-- What is required --
Among the entries below, only the lines starting at the one with "Target: green lawn" and ending at the one with "Target: mounding shrub", both included, are to be printed exactly.

-- Available records --
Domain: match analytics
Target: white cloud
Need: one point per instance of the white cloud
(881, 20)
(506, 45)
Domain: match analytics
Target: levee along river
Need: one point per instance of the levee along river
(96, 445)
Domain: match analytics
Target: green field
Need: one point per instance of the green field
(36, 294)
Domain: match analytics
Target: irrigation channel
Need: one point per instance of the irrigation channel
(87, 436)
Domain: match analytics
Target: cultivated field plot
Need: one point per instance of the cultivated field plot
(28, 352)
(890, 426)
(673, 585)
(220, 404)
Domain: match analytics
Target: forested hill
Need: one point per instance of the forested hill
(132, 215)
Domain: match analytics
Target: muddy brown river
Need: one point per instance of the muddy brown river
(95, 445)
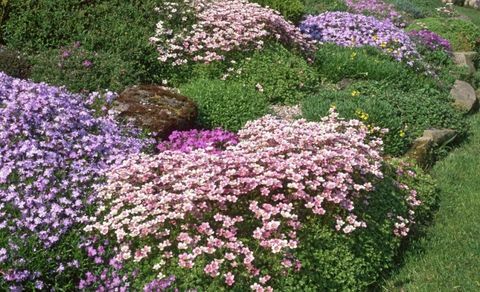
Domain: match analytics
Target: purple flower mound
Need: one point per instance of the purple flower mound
(159, 285)
(430, 40)
(211, 140)
(52, 148)
(356, 30)
(377, 8)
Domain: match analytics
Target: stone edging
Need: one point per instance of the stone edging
(465, 99)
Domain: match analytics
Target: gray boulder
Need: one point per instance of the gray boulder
(157, 109)
(464, 96)
(465, 59)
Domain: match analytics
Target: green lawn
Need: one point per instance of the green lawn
(473, 14)
(448, 258)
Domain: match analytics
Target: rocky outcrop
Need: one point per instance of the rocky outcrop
(464, 96)
(465, 59)
(422, 148)
(468, 3)
(157, 109)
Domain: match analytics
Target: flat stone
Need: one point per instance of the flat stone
(464, 96)
(440, 136)
(157, 109)
(421, 150)
(344, 83)
(465, 59)
(472, 3)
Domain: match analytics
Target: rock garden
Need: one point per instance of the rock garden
(238, 145)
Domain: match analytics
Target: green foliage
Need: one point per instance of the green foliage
(14, 63)
(405, 114)
(284, 76)
(70, 67)
(118, 31)
(447, 258)
(225, 104)
(462, 34)
(290, 9)
(335, 63)
(319, 6)
(332, 261)
(3, 12)
(417, 8)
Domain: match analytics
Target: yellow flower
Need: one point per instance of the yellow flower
(361, 114)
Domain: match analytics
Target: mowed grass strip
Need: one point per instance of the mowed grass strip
(448, 257)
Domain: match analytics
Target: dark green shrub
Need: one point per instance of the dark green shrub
(410, 8)
(417, 8)
(332, 261)
(281, 75)
(462, 34)
(118, 31)
(225, 104)
(290, 9)
(335, 63)
(405, 114)
(14, 64)
(319, 6)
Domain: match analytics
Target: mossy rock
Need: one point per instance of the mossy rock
(157, 109)
(462, 34)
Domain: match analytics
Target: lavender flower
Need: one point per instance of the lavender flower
(430, 40)
(52, 149)
(186, 141)
(355, 30)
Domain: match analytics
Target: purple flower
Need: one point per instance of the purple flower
(87, 63)
(53, 149)
(186, 141)
(356, 30)
(430, 40)
(159, 285)
(377, 8)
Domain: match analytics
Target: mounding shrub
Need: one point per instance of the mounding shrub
(462, 34)
(225, 104)
(54, 148)
(186, 141)
(235, 219)
(356, 30)
(335, 63)
(316, 7)
(376, 8)
(277, 73)
(209, 31)
(290, 9)
(14, 63)
(113, 34)
(405, 114)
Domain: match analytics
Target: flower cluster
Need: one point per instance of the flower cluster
(355, 30)
(376, 8)
(211, 140)
(52, 148)
(221, 211)
(220, 27)
(430, 40)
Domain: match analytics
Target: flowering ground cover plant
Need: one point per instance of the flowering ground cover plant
(430, 40)
(205, 31)
(356, 30)
(377, 8)
(211, 140)
(52, 148)
(232, 218)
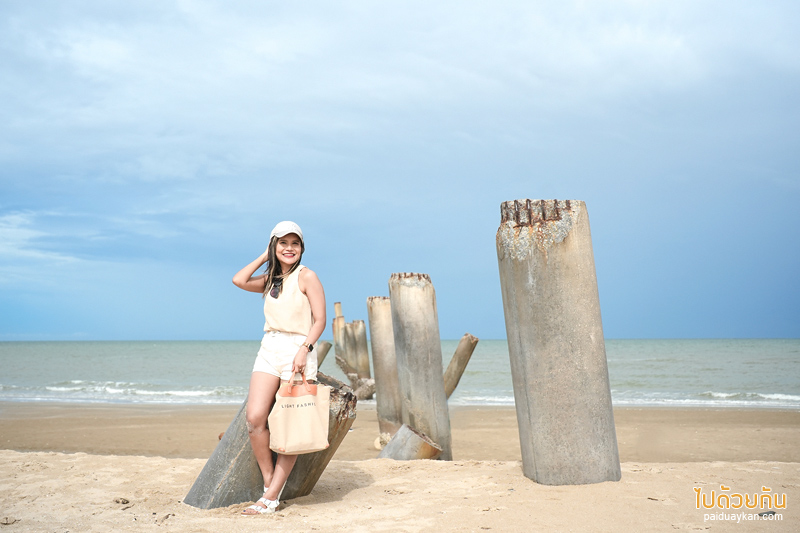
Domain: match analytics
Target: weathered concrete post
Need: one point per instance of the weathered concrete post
(387, 387)
(350, 345)
(555, 342)
(322, 348)
(459, 362)
(361, 350)
(408, 445)
(419, 357)
(339, 341)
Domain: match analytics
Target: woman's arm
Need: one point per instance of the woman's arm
(244, 278)
(311, 286)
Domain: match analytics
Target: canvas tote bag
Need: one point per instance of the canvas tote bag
(298, 422)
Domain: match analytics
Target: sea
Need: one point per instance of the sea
(712, 373)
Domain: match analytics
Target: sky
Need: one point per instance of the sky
(147, 149)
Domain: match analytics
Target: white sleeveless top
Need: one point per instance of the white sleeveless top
(290, 312)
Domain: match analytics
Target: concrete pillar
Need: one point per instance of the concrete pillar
(350, 345)
(419, 357)
(387, 387)
(322, 348)
(231, 475)
(339, 341)
(361, 350)
(555, 342)
(459, 362)
(409, 445)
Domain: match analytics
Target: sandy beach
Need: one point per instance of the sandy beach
(70, 467)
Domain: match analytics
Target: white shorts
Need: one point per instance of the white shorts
(276, 355)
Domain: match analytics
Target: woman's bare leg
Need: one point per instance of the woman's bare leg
(283, 467)
(263, 387)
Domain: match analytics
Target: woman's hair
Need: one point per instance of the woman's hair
(273, 274)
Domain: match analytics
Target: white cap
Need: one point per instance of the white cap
(285, 228)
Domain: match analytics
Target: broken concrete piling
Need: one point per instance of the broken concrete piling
(555, 342)
(387, 399)
(418, 350)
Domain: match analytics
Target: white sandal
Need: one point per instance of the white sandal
(270, 506)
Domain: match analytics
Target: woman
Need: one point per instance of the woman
(294, 312)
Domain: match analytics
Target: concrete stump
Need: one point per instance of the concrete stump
(387, 387)
(322, 348)
(231, 475)
(459, 362)
(415, 324)
(361, 349)
(408, 445)
(339, 341)
(555, 343)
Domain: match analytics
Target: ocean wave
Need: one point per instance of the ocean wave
(122, 392)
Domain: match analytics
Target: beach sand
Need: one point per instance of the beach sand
(62, 466)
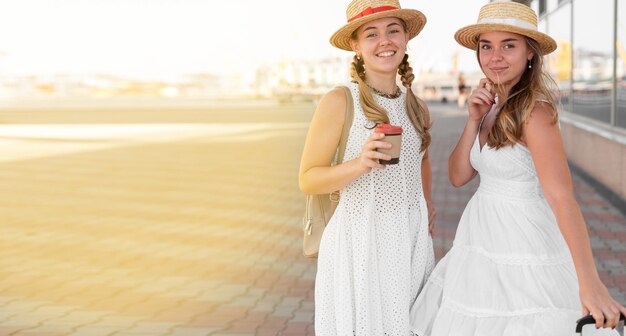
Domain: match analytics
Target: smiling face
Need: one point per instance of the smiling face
(382, 44)
(503, 57)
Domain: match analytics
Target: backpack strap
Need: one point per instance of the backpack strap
(341, 149)
(343, 141)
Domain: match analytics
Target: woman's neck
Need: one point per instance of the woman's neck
(386, 84)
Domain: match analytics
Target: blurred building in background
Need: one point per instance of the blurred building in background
(589, 66)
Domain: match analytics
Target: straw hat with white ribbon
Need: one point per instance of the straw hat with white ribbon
(360, 12)
(509, 17)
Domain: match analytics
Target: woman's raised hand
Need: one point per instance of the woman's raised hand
(481, 99)
(369, 155)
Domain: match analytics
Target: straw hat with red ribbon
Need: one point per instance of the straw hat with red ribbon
(360, 12)
(509, 17)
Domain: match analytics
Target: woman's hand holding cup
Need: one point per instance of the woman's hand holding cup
(370, 155)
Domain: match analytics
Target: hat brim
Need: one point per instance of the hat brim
(413, 19)
(468, 36)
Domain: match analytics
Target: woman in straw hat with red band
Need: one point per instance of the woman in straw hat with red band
(521, 261)
(376, 251)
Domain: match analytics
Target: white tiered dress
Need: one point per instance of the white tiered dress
(376, 252)
(509, 271)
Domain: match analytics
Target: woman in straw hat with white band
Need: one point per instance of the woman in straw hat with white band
(521, 261)
(376, 251)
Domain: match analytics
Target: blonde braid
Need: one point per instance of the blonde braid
(414, 110)
(372, 110)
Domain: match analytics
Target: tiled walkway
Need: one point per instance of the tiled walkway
(186, 223)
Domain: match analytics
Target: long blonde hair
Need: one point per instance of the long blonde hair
(517, 104)
(376, 113)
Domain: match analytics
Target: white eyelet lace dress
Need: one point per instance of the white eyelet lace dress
(509, 271)
(376, 252)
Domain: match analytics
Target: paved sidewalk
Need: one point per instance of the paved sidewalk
(186, 222)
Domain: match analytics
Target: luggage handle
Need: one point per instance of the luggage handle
(589, 320)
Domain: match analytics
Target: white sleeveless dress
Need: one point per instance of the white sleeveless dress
(509, 271)
(376, 252)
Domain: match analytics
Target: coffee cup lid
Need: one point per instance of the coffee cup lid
(388, 129)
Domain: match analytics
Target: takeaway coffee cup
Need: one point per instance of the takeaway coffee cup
(393, 135)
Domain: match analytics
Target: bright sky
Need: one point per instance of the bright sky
(163, 39)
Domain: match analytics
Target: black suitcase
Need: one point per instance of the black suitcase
(589, 320)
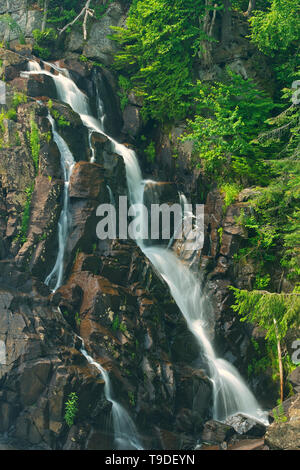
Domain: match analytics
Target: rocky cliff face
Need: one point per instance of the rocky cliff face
(111, 296)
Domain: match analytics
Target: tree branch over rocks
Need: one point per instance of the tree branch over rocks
(86, 12)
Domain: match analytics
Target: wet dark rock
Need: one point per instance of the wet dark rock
(215, 432)
(41, 85)
(284, 434)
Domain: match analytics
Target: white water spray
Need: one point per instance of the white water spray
(125, 433)
(231, 394)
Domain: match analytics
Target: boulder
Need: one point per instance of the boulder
(215, 432)
(284, 432)
(245, 425)
(294, 379)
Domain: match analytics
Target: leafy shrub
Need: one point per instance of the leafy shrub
(71, 408)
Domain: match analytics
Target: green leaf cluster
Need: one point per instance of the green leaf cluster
(71, 408)
(158, 48)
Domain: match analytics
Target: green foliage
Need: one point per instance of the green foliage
(34, 140)
(150, 152)
(125, 85)
(18, 98)
(71, 408)
(274, 227)
(278, 414)
(61, 12)
(116, 323)
(77, 319)
(276, 313)
(278, 27)
(159, 44)
(13, 26)
(223, 134)
(61, 121)
(230, 191)
(276, 33)
(11, 114)
(44, 42)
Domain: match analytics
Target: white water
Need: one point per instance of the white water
(125, 432)
(231, 394)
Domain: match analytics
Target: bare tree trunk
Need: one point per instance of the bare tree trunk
(207, 24)
(86, 11)
(226, 22)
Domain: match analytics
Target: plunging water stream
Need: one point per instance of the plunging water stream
(55, 278)
(231, 394)
(125, 433)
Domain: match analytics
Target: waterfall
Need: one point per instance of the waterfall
(231, 394)
(125, 433)
(55, 278)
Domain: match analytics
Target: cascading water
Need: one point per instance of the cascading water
(125, 433)
(55, 278)
(231, 394)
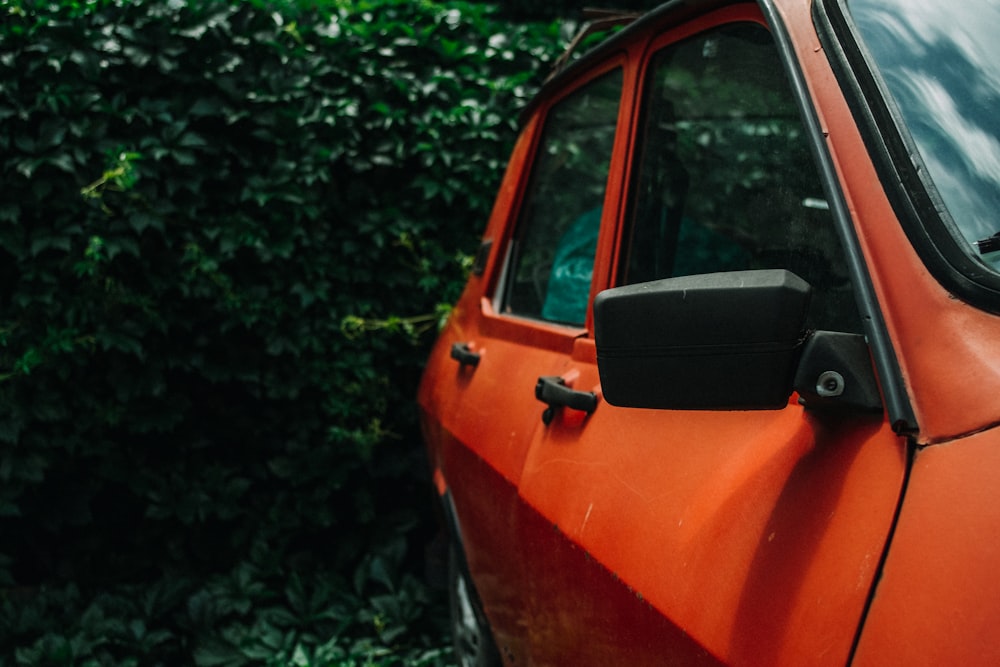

-- Task answer --
Target: green lawn
Need: one point per instance of the green lawn
(473, 14)
(448, 258)
Domain: match analytics
Target: rocky outcrop
Need: one point per instance of the rocky outcrop
(464, 96)
(465, 59)
(422, 148)
(468, 3)
(157, 109)
Domain: match analytics
Target: flat stone
Need: one point per instance of the flat stone
(464, 96)
(440, 136)
(157, 109)
(421, 150)
(344, 83)
(465, 59)
(472, 3)
Domain: match analytics
Target: rock garden
Need: one point per instance of the rock garden
(238, 145)
Domain: match analytics
Target: green foliage
Need: one point per instance of the green foliage
(14, 63)
(405, 114)
(284, 76)
(70, 67)
(118, 31)
(447, 258)
(225, 104)
(462, 34)
(290, 9)
(335, 63)
(319, 6)
(332, 261)
(3, 12)
(417, 8)
Domain: match analytics
Target: yellow flower
Need: one point per instance of the yellow flower
(361, 114)
Domain: match analytics
Target: mowed grass strip
Need: one point per instance of the mowed grass strip
(448, 257)
Domain: match analytics
Target: dark green shrub
Need: one point per instance of the dark green shrub
(410, 8)
(417, 8)
(332, 261)
(281, 75)
(462, 34)
(118, 31)
(225, 104)
(290, 9)
(335, 63)
(405, 114)
(14, 64)
(319, 6)
Domain: match analytics
Target: mossy rock
Need: one point per instance of the mossy rock
(157, 109)
(462, 34)
Domain: match analytics
Target: lavender flower
Need: one point per instance of the lavender flower
(430, 40)
(52, 149)
(186, 141)
(355, 30)
Domain: match analytics
Target: purple flower
Need: one point per instance of the purple flower
(87, 63)
(53, 149)
(186, 141)
(356, 30)
(430, 40)
(159, 285)
(377, 8)
Domain: match analytics
Target: mounding shrub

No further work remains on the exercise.